**DATA FOR THIS EXERCISE:**
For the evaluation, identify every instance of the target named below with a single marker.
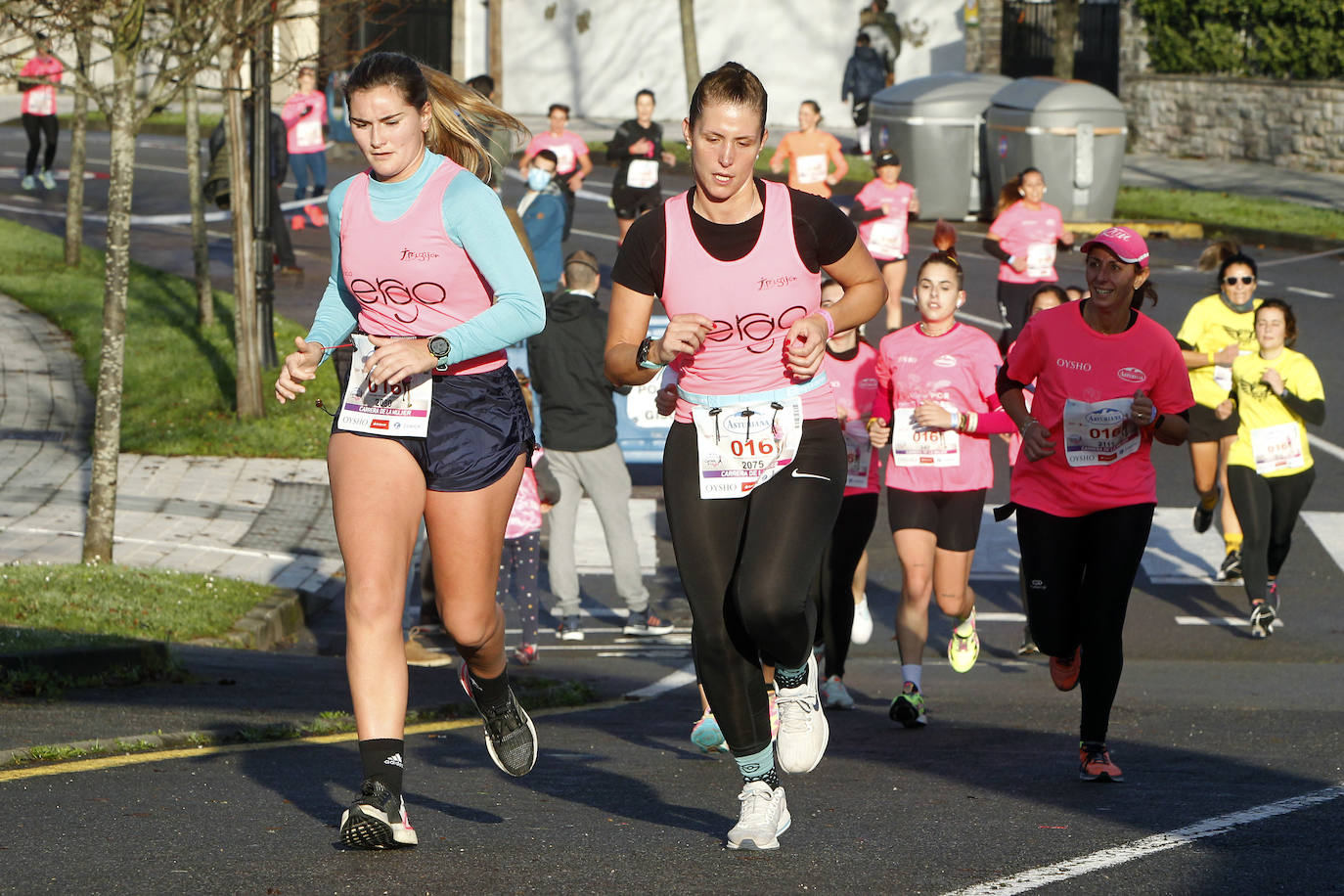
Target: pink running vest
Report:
(751, 301)
(409, 277)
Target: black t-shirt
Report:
(629, 133)
(822, 231)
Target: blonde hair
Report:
(460, 117)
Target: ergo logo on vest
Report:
(757, 330)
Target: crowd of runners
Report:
(784, 417)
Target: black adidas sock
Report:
(489, 692)
(381, 760)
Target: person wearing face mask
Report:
(430, 285)
(1276, 391)
(1024, 237)
(1217, 331)
(935, 409)
(1109, 381)
(637, 151)
(543, 212)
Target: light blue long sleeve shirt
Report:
(474, 220)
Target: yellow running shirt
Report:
(1211, 327)
(1272, 439)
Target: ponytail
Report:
(460, 117)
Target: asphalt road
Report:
(1207, 722)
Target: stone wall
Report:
(1292, 124)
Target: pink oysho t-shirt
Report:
(854, 383)
(40, 100)
(567, 150)
(887, 238)
(956, 370)
(751, 301)
(408, 276)
(525, 514)
(304, 133)
(1030, 234)
(1070, 360)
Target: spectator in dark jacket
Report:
(578, 432)
(863, 76)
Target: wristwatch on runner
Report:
(438, 347)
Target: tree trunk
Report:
(200, 238)
(107, 432)
(690, 54)
(246, 355)
(78, 151)
(1066, 29)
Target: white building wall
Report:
(797, 47)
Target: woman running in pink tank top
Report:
(754, 467)
(433, 425)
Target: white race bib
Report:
(744, 445)
(1041, 259)
(858, 454)
(308, 133)
(812, 169)
(392, 409)
(1277, 448)
(643, 173)
(1098, 432)
(915, 445)
(887, 238)
(563, 157)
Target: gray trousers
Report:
(603, 474)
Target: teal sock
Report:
(758, 766)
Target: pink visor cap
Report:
(1127, 245)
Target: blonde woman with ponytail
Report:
(430, 284)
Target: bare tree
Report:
(690, 51)
(78, 152)
(200, 238)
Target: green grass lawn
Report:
(179, 378)
(51, 606)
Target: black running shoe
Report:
(510, 735)
(377, 820)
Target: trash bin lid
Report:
(1056, 94)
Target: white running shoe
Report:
(862, 629)
(762, 819)
(802, 726)
(833, 694)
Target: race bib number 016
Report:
(744, 445)
(1098, 432)
(391, 409)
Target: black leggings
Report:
(1268, 508)
(747, 565)
(40, 126)
(834, 583)
(1078, 572)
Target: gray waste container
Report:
(934, 125)
(1073, 130)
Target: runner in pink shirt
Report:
(1024, 238)
(1109, 381)
(38, 79)
(571, 157)
(883, 208)
(935, 409)
(754, 468)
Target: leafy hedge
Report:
(1301, 39)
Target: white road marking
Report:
(682, 677)
(1099, 860)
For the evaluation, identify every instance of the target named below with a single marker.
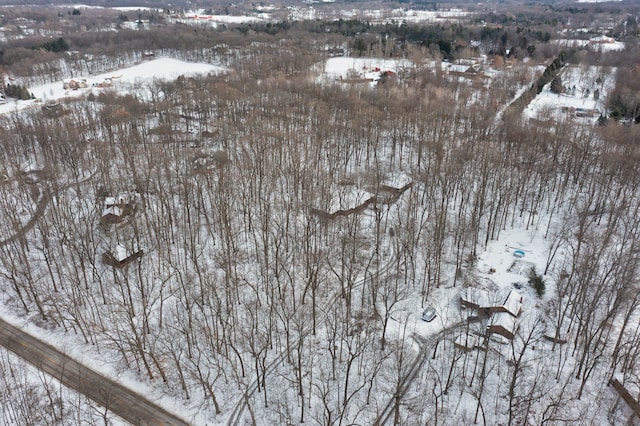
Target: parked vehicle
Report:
(429, 314)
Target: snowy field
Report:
(365, 69)
(583, 98)
(122, 80)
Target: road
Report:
(415, 368)
(117, 398)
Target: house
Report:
(117, 208)
(120, 257)
(74, 84)
(502, 311)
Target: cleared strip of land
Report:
(117, 398)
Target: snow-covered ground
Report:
(123, 79)
(368, 69)
(584, 96)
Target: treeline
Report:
(241, 282)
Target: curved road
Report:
(236, 414)
(414, 369)
(115, 397)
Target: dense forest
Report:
(252, 279)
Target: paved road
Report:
(120, 400)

**TASK REQUIREMENTS:** Render every entry above as a two-column CSV with the headers "entry" and "points". Give one row per entry, putting the entry's text and its answer each in a single quoted field with line breaks replaced by spaces, and leave the pictures out.

**SOLUTION TO THE EXERCISE:**
entry,points
"For the evaluation, identify every instance of the target named below with a single marker. Target: pink running vest Report:","(751, 301) (409, 277)"
"Target: black t-shirt Report:","(629, 133) (822, 231)"
"Target: blonde hair Report:","(460, 117)"
"Target: ergo logo on vest Report:","(757, 330)"
"Target: crowd of runners Report:","(784, 417)"
"Target: black adidas sock Report:","(489, 692) (381, 760)"
"Target: person wearing face mask Report:","(430, 285) (1276, 391) (1024, 237) (1217, 331) (935, 409) (1109, 381) (637, 151) (543, 212)"
"Target: light blue long sleeve shirt Report:","(474, 220)"
"Target: yellow running shirt Report:","(1211, 327) (1272, 439)"
"Target: ponytail Report:","(460, 117)"
"Target: asphalt road Report:","(1207, 722)"
"Target: stone wall Report:","(1292, 124)"
"Target: pink oysho t-shirt Report:","(854, 383) (40, 100) (567, 150) (887, 238) (956, 370) (751, 301) (408, 276) (525, 514) (304, 133) (1030, 234) (1070, 360)"
"Target: spectator in dark jacket Report:","(578, 432) (863, 76)"
"Target: wristwatch on runner Report:","(438, 347)"
"Target: tree trunk Report:","(200, 238) (107, 432) (690, 54) (246, 355) (78, 151) (1066, 29)"
"Target: white building wall Report:","(797, 47)"
"Target: woman running in pink tank top Report:","(754, 467) (433, 425)"
"Target: white race bib Report:","(744, 445) (1041, 259) (858, 454) (308, 133) (812, 169) (392, 409) (1277, 448) (643, 173) (1098, 432) (915, 445) (887, 238) (563, 157)"
"Target: gray trousers Report:","(603, 474)"
"Target: teal sock Report:","(758, 766)"
"Target: pink visor cap Report:","(1127, 245)"
"Target: blonde woman with ponytail Report:","(430, 284)"
"Target: bare tree Report:","(690, 51) (78, 152) (200, 238)"
"Target: green grass lawn Report:","(179, 378) (51, 606)"
"Target: black running shoe Report:","(510, 735) (377, 820)"
"Target: trash bin lid Report:","(1056, 94)"
"Target: white running shoe Report:","(862, 629) (762, 819) (802, 726) (833, 694)"
"Target: race bib number 016 Report:","(744, 445) (1098, 432) (391, 409)"
"Target: black leggings Report:","(1268, 508) (747, 565) (40, 126) (834, 583) (1078, 572)"
"Target: gray waste container Report:","(934, 125) (1073, 130)"
"Target: runner in pink shirt Report:","(1024, 238) (1109, 381) (38, 79) (571, 157) (883, 208) (935, 409) (754, 468)"
"Target: leafy hedge Report:","(1301, 39)"
"Target: white road marking Report:","(682, 677) (1099, 860)"
"For the evaluation, identify every instance of the target named below with a single marker. Target: parked vehicle Report:","(429, 314)"
"Target: snowy field Report:","(365, 69) (583, 98) (122, 80)"
"Target: road Report:","(415, 368) (117, 398)"
"Target: house Report:","(117, 208) (120, 257) (74, 84) (502, 311)"
"Target: cleared strip of land Report:","(117, 398)"
"Target: snow-covered ground Report:","(123, 79) (368, 69) (584, 96)"
"Target: treeline Report:","(241, 282)"
"Target: curved road Report:","(236, 414) (414, 369) (115, 397)"
"Target: dense forest Report:","(252, 279)"
"Target: paved road Report:","(120, 400)"